[Text section]
↓

Precisely because life is sacred, the taking of even one life is a momentous event. Traditional Catholic teaching has allowed the taking of human life in particular situations by way of exception, as, for example, in self defense and capital punishment. In recent decades, however, the presumptions against taking human life have been strengthened and the exceptions made ever more restrictive.
Fundamental to this shift in emphasis is a more acute perception of the multiple ways in which life is threatened today. Obviously such questions as war, aggression and capital punishment have been with us for centuries; they are not new. What is new is the context in which these ancient questions arise, and the way in which a new context shapes the content of our ethic of life.
Within the Catholic Church, the Second Vatican Council acknowledged that "a sense of the dignity of the human person has been impressing itself more and more deeply on the consciousness of contemporary man" (Declaration on Religious Freedom, #1). This growing awareness of human dignity has been a dominant factor within Western culture. Within the United States, the struggle to appreciate human worth more fully is found in the civil rights movement and in the public debate about our foreign policy toward totalitarian regimes of both the right and the left.
This deepening awareness, as I intimated above, has been precipitated in part by a growing recognition of the frailty of human life today. Faced with the threat of nuclear war and escalating technological developments, the human family encounters a qualitatively new range of moral problems. Today, life is threatened on a scale previously unimaginable.

↑

[Dataset excerpts]
↓

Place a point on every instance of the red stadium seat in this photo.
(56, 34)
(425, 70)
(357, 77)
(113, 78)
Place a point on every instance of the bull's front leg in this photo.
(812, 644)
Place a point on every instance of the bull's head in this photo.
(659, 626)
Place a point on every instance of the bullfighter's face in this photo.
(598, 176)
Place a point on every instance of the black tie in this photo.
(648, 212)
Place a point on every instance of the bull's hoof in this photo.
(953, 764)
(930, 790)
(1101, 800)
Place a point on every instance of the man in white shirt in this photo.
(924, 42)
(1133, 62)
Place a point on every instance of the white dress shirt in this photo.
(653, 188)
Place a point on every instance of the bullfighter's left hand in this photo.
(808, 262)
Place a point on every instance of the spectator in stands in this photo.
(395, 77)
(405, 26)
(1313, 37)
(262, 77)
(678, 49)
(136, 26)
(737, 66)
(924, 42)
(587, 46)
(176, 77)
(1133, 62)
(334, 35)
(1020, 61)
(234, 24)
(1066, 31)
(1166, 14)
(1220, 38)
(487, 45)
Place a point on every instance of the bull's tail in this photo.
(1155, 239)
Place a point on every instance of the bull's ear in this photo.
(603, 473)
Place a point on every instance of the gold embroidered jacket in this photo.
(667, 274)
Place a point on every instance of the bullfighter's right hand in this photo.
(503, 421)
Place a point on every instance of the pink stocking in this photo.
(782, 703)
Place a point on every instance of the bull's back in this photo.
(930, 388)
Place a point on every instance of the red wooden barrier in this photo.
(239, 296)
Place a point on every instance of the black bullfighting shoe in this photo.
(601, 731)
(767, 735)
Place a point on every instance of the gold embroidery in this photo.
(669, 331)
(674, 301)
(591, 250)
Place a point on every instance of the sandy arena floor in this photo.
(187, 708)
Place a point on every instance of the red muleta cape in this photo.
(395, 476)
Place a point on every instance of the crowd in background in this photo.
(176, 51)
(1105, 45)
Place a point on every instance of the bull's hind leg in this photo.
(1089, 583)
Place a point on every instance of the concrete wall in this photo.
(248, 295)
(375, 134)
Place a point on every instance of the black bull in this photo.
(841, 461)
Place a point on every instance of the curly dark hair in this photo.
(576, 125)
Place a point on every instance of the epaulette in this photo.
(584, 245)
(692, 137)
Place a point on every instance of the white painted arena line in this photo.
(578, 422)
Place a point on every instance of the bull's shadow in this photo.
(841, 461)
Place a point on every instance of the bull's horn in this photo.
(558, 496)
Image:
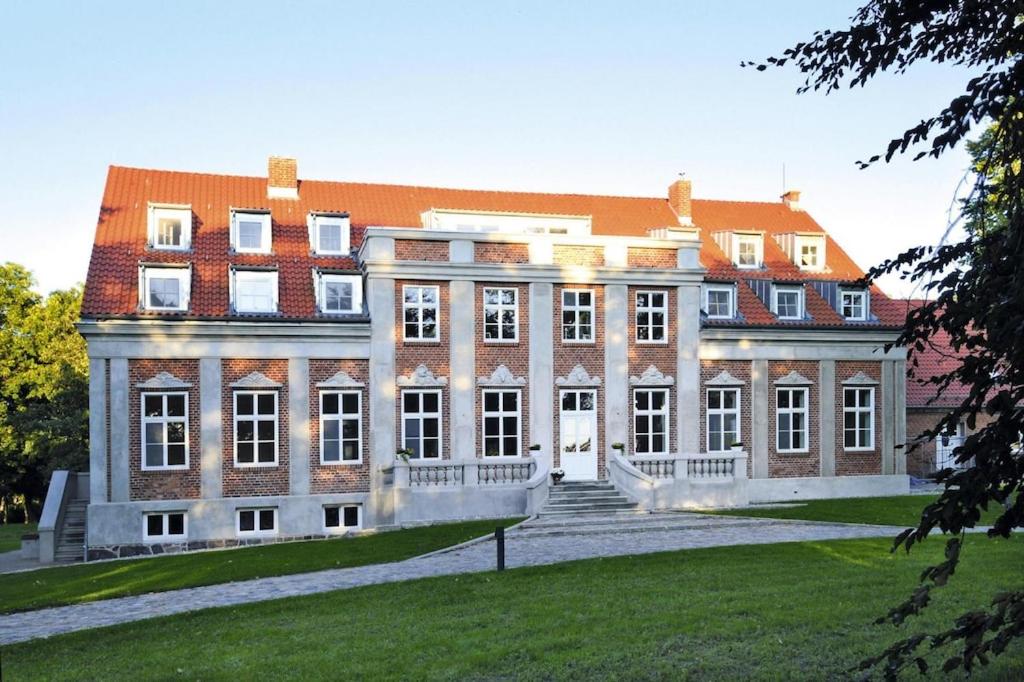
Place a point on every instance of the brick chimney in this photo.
(282, 178)
(792, 200)
(679, 201)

↑

[Apply what you read]
a) In the passage on the ethic of life:
(i) What two exceptions to the taking of human life does traditional Catholic teaching allow?
(ii) Which Second Vatican Council document does the passage quote on the dignity of the human person?
(iii) What two developments does it say confront the human family with a qualitatively new range of moral problems?
b) Which questions does the passage on the ethic of life say have been with us for centuries?
c) Can you extend the passage on the ethic of life beyond its last sentence?

[Answers to the tasks]
a)
(i) Self defense and capital punishment.
(ii) The Declaration on Religious Freedom, #1.
(iii) The threat of nuclear war and escalating technological developments.

b) War, aggression and capital punishment.

c)
This is why the U.S. Catholic bishops and others have been so visible and vocal in the public debate this past decade or two, asserting belief in the sacredness of human life and the responsibilities we have, personally and as a society, to protect and preserve the sanctity of life.
Nonetheless, it is not enough merely to assert such an ethical principle. If it is to be acknowledged and implemented, it must impact all areas of human life. It must respond to all the moments, places or conditions which either threaten the sanctity of life or cultivate an attitude of disrespect for it.
A consistent ethic of life is based on the need to ensure that the sacredness of human life, which is the ultimate source of human dignity, will be defended and fostered from womb to tomb, from the genetic laboratory to the cancer ward, from the ghetto to the prison.